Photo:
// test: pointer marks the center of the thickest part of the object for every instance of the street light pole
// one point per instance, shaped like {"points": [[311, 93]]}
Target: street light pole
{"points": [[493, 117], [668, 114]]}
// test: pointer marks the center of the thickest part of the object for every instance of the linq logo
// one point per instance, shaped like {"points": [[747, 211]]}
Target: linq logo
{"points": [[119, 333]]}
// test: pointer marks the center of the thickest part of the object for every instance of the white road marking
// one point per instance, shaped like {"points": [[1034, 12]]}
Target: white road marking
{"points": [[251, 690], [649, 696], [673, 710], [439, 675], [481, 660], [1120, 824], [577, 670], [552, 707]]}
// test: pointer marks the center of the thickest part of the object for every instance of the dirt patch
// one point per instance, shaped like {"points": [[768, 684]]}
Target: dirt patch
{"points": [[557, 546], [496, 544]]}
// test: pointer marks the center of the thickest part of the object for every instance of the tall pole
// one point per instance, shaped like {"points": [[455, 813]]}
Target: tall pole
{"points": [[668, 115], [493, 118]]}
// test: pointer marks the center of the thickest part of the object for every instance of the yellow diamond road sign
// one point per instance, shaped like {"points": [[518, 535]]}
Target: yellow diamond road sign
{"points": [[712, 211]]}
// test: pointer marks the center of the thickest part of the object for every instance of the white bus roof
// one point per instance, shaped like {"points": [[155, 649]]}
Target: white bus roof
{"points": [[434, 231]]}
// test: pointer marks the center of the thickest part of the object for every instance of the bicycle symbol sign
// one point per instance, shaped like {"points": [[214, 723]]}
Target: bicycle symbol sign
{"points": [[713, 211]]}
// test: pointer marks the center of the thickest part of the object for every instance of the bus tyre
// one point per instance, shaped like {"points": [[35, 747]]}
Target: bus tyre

***

What you will do
Your task is to reproduce all the data exactly as shown.

Completed task
Photo:
// test: pointer marks the center of the thickest part of the object for every instance of the street light pole
// one point per instance, shaped like {"points": [[311, 93]]}
Target: street light pole
{"points": [[493, 117], [668, 114]]}
// test: pointer marks the center of the thickest part of the object for every instance of the linq logo
// one point per instance, shaped like {"points": [[747, 211]]}
Target: linq logo
{"points": [[119, 333]]}
// test: pointer marks the center of the thickest part of the object for every instance of the white road marking
// one point per instance, shaped like {"points": [[1034, 12]]}
Target: white road marking
{"points": [[251, 690], [649, 696], [673, 710], [439, 675], [481, 660], [1120, 824], [577, 670], [552, 707]]}
// test: pointer marks the center of the thickest part of the object for every instance of the dirt patch
// one point per instance, shaped like {"points": [[768, 684]]}
Target: dirt patch
{"points": [[557, 546], [496, 544]]}
// test: pointer marks the center of the thickest part of the object for every instance of the tall pole
// one point per instance, shaped like {"points": [[455, 813]]}
Target: tall pole
{"points": [[668, 115], [493, 118]]}
// test: pointer marks the center of the thickest part of the object for every instance of the yellow diamond road sign
// one point per instance, shaped like {"points": [[518, 535]]}
Target: yellow diamond road sign
{"points": [[712, 211]]}
// test: pointer marks the center of the thickest part of the object for every instance of the white bus roof
// one point per instance, shaped like {"points": [[155, 649]]}
Target: white bus roof
{"points": [[434, 231]]}
// test: pointer marks the center of the thickest part of the object for every instance of the bicycle symbol sign
// one point per instance, shaped like {"points": [[214, 723]]}
Target: bicycle symbol sign
{"points": [[713, 211]]}
// test: pointer marks the center of the thickest part of the object for every instance of the bus tyre
// one point per instance, shaped like {"points": [[35, 747]]}
Target: bus tyre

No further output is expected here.